Pointing and labeling entries:
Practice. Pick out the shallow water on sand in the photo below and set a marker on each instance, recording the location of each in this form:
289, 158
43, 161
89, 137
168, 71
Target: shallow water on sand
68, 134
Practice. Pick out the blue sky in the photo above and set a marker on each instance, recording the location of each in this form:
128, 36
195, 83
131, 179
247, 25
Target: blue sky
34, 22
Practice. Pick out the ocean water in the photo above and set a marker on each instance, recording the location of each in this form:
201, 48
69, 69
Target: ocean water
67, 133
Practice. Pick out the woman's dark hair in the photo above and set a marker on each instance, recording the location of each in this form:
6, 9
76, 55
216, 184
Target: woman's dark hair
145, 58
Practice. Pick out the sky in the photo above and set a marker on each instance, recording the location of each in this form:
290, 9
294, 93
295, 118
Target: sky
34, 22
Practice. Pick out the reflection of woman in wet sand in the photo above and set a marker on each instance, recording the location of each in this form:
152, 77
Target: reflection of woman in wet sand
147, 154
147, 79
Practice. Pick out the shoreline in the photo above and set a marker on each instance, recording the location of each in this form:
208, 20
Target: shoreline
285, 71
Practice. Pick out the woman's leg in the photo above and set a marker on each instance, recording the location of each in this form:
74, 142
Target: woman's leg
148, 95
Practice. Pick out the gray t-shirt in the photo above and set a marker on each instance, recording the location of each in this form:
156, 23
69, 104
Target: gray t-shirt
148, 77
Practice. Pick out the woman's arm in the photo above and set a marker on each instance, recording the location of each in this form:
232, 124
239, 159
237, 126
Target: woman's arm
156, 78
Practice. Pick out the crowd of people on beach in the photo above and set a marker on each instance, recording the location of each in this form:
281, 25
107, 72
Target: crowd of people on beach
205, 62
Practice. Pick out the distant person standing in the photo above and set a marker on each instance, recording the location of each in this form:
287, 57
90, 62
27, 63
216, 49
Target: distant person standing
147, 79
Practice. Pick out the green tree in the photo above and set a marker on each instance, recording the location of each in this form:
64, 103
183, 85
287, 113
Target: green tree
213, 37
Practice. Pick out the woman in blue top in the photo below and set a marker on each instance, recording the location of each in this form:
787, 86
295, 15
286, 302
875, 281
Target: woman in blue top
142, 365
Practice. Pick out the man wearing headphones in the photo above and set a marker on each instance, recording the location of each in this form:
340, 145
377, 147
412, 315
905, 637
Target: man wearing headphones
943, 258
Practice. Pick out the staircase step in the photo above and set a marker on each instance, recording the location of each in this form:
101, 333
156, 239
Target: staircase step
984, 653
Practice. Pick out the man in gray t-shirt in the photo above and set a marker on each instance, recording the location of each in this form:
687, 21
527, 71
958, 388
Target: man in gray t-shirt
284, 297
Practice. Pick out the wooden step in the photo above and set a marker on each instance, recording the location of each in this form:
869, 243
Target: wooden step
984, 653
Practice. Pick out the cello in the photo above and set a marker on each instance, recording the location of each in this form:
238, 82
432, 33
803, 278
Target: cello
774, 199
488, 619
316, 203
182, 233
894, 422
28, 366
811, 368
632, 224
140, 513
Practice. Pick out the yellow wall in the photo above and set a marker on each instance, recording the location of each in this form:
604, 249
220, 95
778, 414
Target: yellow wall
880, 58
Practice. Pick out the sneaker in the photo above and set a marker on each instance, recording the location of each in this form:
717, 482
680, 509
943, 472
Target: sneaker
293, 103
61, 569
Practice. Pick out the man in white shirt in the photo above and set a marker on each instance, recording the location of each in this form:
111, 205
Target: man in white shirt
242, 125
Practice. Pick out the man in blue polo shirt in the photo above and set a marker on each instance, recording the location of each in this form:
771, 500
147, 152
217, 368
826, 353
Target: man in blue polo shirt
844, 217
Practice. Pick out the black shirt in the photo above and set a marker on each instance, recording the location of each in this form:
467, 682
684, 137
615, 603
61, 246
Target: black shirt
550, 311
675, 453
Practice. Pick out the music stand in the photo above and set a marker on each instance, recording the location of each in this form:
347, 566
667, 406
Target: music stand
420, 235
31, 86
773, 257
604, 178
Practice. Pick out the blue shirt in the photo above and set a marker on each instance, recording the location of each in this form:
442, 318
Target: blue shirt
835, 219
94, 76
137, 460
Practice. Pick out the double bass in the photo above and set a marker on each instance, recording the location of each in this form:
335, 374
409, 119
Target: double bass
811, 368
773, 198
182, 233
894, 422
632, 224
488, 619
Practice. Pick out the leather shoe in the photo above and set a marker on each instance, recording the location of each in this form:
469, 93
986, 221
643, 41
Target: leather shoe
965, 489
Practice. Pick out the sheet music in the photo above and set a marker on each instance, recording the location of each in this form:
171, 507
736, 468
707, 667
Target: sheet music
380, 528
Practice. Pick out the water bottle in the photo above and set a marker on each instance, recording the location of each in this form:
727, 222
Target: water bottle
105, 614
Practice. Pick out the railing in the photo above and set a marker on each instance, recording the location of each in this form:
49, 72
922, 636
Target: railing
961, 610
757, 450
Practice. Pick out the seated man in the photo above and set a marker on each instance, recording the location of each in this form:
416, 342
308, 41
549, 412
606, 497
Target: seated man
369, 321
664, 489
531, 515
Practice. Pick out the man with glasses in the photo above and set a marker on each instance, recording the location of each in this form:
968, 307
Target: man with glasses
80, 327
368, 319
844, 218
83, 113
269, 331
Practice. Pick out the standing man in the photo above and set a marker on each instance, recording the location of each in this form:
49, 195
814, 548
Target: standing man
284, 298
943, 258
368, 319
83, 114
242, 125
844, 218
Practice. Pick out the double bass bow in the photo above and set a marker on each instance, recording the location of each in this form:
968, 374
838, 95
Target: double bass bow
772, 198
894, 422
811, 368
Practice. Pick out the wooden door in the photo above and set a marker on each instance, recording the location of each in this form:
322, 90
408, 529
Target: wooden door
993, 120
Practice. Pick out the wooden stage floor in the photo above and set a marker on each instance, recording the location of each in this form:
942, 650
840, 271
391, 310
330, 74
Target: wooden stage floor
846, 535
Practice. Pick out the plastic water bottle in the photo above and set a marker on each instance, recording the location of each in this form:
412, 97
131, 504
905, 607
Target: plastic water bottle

## Task directions
The records above should all be quoted exactly, please.

## Answer to the exercise
Practice. Pick out the shallow water on sand in the photo below and set a marker on each instance, recording the location of each in this form:
289, 158
43, 161
89, 137
168, 71
Target: shallow water on sand
68, 134
Practice. Pick out the blue sky in the photo above and set a marker on each instance, recording the location of each in this form:
128, 36
195, 83
131, 179
247, 25
Target: blue sky
34, 22
Practice. Pick out the ocean water in the photo above and set a marker on each instance, recording the location of each in this form:
201, 48
69, 69
Target: ocean water
67, 133
Practice. Pick out the woman's dark hair in the photo above and set a marker on each instance, recording the location of each in this form:
6, 9
76, 55
216, 184
Target: woman's dark hair
145, 58
Practice. Pick out the sky in the photo above and set a marker on each instance, recording the location of each in this form:
290, 9
294, 93
295, 118
Target: sky
34, 22
Practice. Pick out the reflection of woman in wet sand in the photo above and set a marker on each instance, recording the location of each in this form:
152, 77
Target: reflection of woman in wet sand
147, 154
147, 79
Practice. Pick out the shoreline in the photo above and set a marker on each instance, recording the location of each in this form:
208, 20
Target: shoreline
285, 71
Practice. Pick out the woman's leg in the photo above and set a marker on each instance, recording the location of each in this form:
74, 142
Target: woman's leg
148, 95
Practice. Pick out the gray t-shirt in the photo above and set a marker on each instance, recording the location of each in this form:
156, 23
69, 104
Target: gray t-shirt
148, 77
Practice. Pick out the woman's arm in the photo above and set a marker on each instance, recording the location of each in this form:
232, 124
239, 159
237, 126
Target: woman's arm
156, 78
Practice. Pick out the crowd of people on beach in the photo above and set a marker on each instance, recording the location of each in this form:
281, 25
107, 72
Target: crowd of people on beach
205, 62
Practice. Pick out the distant person standing in the photo above and set a marker on each instance, recording the location of each in this form:
287, 57
90, 62
27, 63
216, 49
Target: distant person standing
147, 79
Practice. Pick out the green tree in the photo above and set a marker on each instance, recording the location of each in this form:
64, 103
183, 85
287, 113
Target: green tree
213, 37
Practice. Pick out the woman in blue top in the photo below and set a marker on each instance, recording the location of each in this form:
787, 86
295, 15
286, 302
875, 281
Target: woman in blue top
142, 365
Practice. Pick out the man wearing headphones in the photo above and set a marker on each instance, recording the location of each in this form:
340, 145
377, 147
412, 315
905, 637
Target: man wearing headphones
943, 258
Practice. Pick out the staircase step in the photo above and set a marker on each instance, recording the location of each in this form:
101, 333
156, 239
Target: staircase step
984, 653
Practice. Pick out the man in gray t-shirt in the photo above and set a marker on each instance, recording the location of each in this form:
687, 21
527, 71
958, 388
Target: man in gray t-shirt
284, 297
Practice. Pick out the wooden step in the photo above and set a marker on each instance, recording the location of each in this form:
869, 243
Target: wooden step
984, 653
Practice. Pick out the cello in the photo above and set a marker on each instance, recording the location of each in this form:
238, 82
432, 33
803, 278
Target: cello
774, 199
488, 619
316, 203
182, 233
894, 422
28, 366
811, 368
632, 224
140, 513
Practice. Pick out the yellow wall in the photo above and set a marker on each instance, recording the location of each in this form:
604, 249
220, 95
778, 414
Target: yellow wall
880, 58
Practice. Pick out the sneaker in the photo above and set a marker on each instance, recording the location of each in this form:
717, 482
680, 509
943, 472
Target: sneaker
293, 103
61, 569
Practice. Pick out the man in white shirt in the photo above and set a marker on each instance, recording the location of each in this form:
111, 205
Target: man in white shirt
242, 125
Practice. Pick out the man in blue polo shirt in the photo above and set a marker on each instance, recording the location of each in this form:
771, 500
147, 152
217, 368
826, 353
Target: man in blue polo shirt
844, 217
Practice. Pick out the black shirt in the photo above and set a marker on each instance, recording the location of each in this form:
467, 682
684, 137
615, 603
61, 246
Target: black shirt
550, 311
675, 453
Practice. Pick out the music stand in the photo above and set a marker on each instance, recording the location of each in this form:
347, 566
667, 406
Target: music stand
420, 235
31, 86
773, 257
604, 178
Practice. Pick out the blue shirt in the photo above and set a marker on each instance, recording the location of each in this form:
442, 318
Target: blue shirt
835, 219
94, 76
137, 460
Practice. Pick out the double bass in the photo above and set a marker on each instance, recording the location of each in this form:
335, 374
409, 119
Target: double bass
811, 368
773, 198
182, 233
894, 422
632, 224
488, 619
Practice. Pick out the leather shoe in the photo above and set a marker on each instance, recording the location of each in this form:
469, 93
986, 221
643, 41
Target: leather shoe
965, 489
Practice. Pick out the sheet music in the photo above and set a marker on each instance, recording the location of each in this form:
171, 507
736, 468
707, 667
Target: sheet music
380, 528
Practice. Pick out the water bottle in the photo above and set a marker on each instance, recording the location of each in this form:
727, 222
Target: water bottle
105, 614
Practice. Pick out the railing in the photo above and set a marker on each instance, recording the location of each in this form:
49, 72
922, 636
Target: railing
961, 610
757, 450
Practice. Pick out the seated man in the photo above and set a marker on each instance, recording the location of each in this form:
416, 342
308, 41
549, 412
606, 497
Target: seated man
369, 321
664, 489
531, 515
Practice. Pick out the man with glasses in the photo above and set a marker on each instance, recording the location of each in this form:
968, 307
Target: man with glasses
80, 327
368, 319
844, 218
83, 113
269, 331
Practice. Pick out the standing man in the photo above and set a marker on each instance, recording the location of each in this form:
49, 195
814, 548
Target: standing man
284, 298
943, 258
368, 319
83, 114
242, 125
844, 218
Practice. Pick out the double bass bow in the photo above and set a marker on each instance, recording the location of each in this form:
968, 374
838, 95
Target: double bass bow
772, 198
894, 422
811, 368
Practice. Pick out the wooden door in the photo above and set a marker on each instance, recording the location of each in this form:
322, 90
408, 529
Target: wooden door
993, 120
Practice. Pick out the wooden stage floor in the photo above and set a marker on each instance, recording the location of each in this form:
942, 650
840, 271
391, 310
330, 74
Target: wooden stage floor
846, 535
Practice. Pick out the plastic water bottle in the photo above and set a marker on each instance, recording the location of each in this form:
412, 97
131, 504
905, 607
Target: plastic water bottle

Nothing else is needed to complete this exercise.